§ **What the task asks**
Resume the passage on private ways to reach Google APIs and managed services, picking up right after its final sentence.

§ **Text segment**
━━━
As you can see from the previous matrix image there are several methods in addition to the public internet. These include:

  • Private Service Connect (PSC) for Google APIs - Provides private access to Google APIs over hybrid networking or within a Virtual Private Cloud (VPC) using a customer-specified IP address(s) and DNS endpoint name that can be leveraged for one or more use cases.

  • Private Google Access - Provides private access to Google APIs over hybrid networking or within a Virtual Private Cloud (VPC) using a Google defined subnet.

  • Private Service Access (PSA) -  Google and other providers, collectively known as "service providers," can offer services hosted within a Google-managed VPC network. PSA enables you to define IP addresses for the managed services in addition to establishing VPC peering to access the internal IP addresses of these Google and third-party services over hybrid networking or within the VPC.

  • Private Service Connect endpoint - Enables consumers to securely access managed services hosted by Google or other providers from within their own Virtual Private Cloud (VPC) network or via hybrid networking, eliminating the need to define the producer's VPC network. Communication with managed services is established through PSC endpoints or backends defined by the consumer's IP space, facilitating multi-tenancy to producer services across VPCs.
━━━
§ **Supplied data**
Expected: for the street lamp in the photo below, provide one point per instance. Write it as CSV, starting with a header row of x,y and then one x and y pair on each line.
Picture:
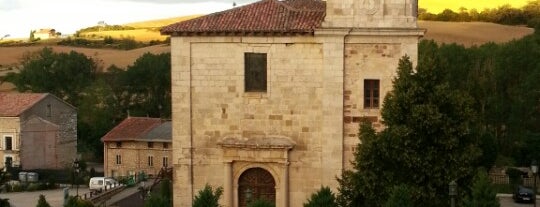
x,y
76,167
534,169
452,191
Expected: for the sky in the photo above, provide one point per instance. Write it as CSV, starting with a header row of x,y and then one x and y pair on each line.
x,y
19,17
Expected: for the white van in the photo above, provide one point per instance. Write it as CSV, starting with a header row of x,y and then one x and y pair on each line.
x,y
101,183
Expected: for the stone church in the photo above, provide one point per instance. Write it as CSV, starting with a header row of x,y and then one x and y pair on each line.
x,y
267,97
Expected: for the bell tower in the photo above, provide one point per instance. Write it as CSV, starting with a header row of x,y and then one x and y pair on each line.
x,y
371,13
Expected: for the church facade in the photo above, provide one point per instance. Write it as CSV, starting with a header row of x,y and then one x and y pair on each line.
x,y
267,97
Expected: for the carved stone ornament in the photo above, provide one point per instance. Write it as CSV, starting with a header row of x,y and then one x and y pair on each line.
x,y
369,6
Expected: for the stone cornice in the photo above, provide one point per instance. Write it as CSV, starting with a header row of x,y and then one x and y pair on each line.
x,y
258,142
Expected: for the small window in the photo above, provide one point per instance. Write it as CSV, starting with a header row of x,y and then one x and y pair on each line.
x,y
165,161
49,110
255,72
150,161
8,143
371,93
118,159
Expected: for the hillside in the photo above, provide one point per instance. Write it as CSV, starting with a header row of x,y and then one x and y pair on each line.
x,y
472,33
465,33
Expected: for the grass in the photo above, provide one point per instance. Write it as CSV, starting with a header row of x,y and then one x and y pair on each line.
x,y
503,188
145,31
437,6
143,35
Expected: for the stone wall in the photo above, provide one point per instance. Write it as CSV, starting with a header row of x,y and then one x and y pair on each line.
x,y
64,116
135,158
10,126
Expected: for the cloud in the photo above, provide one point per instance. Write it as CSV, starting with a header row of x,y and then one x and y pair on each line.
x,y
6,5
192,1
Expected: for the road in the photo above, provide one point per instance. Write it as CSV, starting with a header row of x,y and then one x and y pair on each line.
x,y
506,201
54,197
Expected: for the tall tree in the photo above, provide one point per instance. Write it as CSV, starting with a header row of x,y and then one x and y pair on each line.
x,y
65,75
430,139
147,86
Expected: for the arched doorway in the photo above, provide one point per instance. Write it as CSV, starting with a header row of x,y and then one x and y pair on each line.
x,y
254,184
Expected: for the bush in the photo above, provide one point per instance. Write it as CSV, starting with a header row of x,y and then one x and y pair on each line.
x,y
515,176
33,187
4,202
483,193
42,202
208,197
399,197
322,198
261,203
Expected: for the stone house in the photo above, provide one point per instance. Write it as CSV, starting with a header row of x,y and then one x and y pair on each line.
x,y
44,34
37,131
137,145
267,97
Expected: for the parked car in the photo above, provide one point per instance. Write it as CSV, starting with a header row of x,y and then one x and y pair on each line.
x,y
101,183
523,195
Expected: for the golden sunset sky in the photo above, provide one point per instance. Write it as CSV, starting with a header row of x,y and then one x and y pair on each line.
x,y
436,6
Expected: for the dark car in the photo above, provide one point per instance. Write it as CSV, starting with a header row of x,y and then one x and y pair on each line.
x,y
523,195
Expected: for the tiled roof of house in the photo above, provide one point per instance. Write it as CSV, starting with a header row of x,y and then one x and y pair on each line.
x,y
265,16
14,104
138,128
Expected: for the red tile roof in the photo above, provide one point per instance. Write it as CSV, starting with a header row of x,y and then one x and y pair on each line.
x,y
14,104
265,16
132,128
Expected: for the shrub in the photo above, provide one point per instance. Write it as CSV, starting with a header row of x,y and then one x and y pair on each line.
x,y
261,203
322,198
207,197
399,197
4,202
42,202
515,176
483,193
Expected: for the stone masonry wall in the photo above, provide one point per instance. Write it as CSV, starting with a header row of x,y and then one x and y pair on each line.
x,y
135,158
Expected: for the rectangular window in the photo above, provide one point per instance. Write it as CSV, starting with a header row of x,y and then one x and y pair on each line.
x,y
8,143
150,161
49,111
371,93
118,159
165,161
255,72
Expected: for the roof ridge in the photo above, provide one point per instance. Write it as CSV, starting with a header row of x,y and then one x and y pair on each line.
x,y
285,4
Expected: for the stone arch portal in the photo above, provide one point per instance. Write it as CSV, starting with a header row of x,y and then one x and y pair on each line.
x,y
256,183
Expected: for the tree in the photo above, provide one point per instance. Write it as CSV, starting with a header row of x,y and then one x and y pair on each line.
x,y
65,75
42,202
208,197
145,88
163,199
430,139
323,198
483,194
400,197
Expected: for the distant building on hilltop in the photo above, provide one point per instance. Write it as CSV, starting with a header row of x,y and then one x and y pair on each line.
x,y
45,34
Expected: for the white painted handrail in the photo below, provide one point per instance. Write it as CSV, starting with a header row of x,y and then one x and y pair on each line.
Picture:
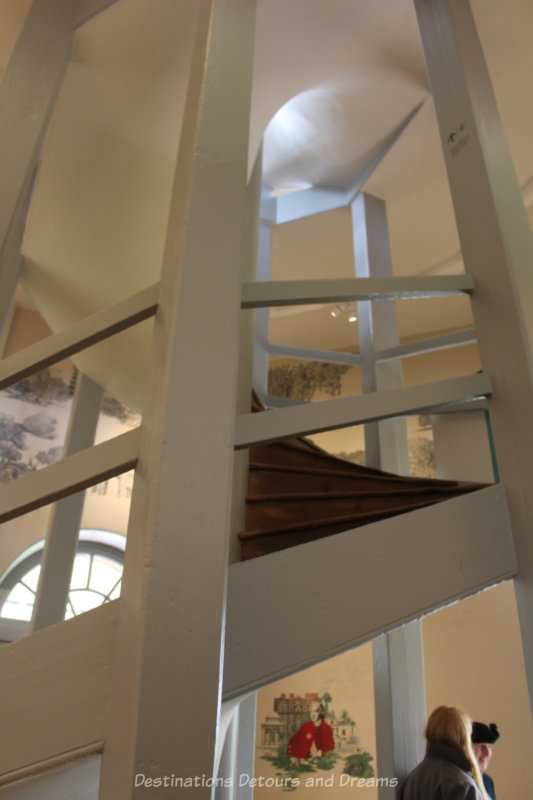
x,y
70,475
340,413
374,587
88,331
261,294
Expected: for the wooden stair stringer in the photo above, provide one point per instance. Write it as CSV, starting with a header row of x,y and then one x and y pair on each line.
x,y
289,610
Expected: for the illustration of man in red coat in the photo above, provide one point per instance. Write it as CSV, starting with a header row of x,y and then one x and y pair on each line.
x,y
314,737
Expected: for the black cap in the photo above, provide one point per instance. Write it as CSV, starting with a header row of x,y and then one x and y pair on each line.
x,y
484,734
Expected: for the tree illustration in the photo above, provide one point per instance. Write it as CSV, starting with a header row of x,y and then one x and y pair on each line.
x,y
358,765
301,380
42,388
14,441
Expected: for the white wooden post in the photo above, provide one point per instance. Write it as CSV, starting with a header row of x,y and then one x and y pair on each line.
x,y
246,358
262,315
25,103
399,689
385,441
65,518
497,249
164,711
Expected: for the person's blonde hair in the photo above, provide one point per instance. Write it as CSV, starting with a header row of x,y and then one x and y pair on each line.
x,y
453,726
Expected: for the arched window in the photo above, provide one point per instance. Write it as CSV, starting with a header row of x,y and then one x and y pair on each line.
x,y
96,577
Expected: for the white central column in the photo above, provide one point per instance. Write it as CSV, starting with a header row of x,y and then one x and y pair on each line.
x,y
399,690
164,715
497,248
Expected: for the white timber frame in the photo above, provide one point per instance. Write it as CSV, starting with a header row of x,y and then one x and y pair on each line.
━━━
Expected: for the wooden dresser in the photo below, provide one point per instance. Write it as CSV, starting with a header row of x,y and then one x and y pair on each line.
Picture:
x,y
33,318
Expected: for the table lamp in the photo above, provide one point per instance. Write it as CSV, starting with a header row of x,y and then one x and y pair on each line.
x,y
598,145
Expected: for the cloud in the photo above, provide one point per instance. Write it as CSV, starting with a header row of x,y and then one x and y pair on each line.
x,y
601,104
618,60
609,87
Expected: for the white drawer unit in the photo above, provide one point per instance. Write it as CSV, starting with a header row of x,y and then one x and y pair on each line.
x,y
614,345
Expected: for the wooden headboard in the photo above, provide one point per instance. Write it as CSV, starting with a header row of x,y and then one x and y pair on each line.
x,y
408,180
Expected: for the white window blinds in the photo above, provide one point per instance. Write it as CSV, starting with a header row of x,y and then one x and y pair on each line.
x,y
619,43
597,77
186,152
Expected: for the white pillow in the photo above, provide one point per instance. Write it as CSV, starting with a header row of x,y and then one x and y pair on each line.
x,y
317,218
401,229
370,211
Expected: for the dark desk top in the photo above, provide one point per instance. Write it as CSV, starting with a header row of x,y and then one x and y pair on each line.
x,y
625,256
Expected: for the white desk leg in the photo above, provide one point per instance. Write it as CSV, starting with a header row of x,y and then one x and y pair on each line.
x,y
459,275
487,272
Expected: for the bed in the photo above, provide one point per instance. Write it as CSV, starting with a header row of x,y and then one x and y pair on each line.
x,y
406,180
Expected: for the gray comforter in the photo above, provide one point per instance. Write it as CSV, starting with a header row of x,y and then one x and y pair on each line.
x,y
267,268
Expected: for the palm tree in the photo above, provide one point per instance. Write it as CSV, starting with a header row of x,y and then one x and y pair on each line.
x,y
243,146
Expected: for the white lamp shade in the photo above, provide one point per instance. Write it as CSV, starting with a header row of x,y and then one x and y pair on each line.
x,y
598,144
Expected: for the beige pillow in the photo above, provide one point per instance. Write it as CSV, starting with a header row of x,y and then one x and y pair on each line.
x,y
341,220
━━━
§ **Output for this exercise**
Example 

The following diagram shows a Vector Search architecture in which the Vector Search API is enabled and managed in a service project (appropriately named "serviceproject") as part of a Shared VPC deployment. The Vector Search Compute Engine resources are deployed as a Google-managed Infrastructure-as-a-Service (IaaS) in the service producer's VPC network.

Private Service Connect endpoints are deployed in the consumer's VPC network (serviceproject) for index query, in addition to Private Service Connect endpoints for Google APIs for private index creation deployed in the host project, the VPC where the cloud router resides. Both index creation and index query are accessible privately through hybrid networking or within the VPC. 

If the organization requires public access to index query, you can leverage the same producer service as a Private Service Connect Network Endpoint Groups (PSC NEG) backend to a External Load Balancer, thereby enabling public access to the endpoint while also providing WAF and DDoS capabilities when associated with Cloud Armor.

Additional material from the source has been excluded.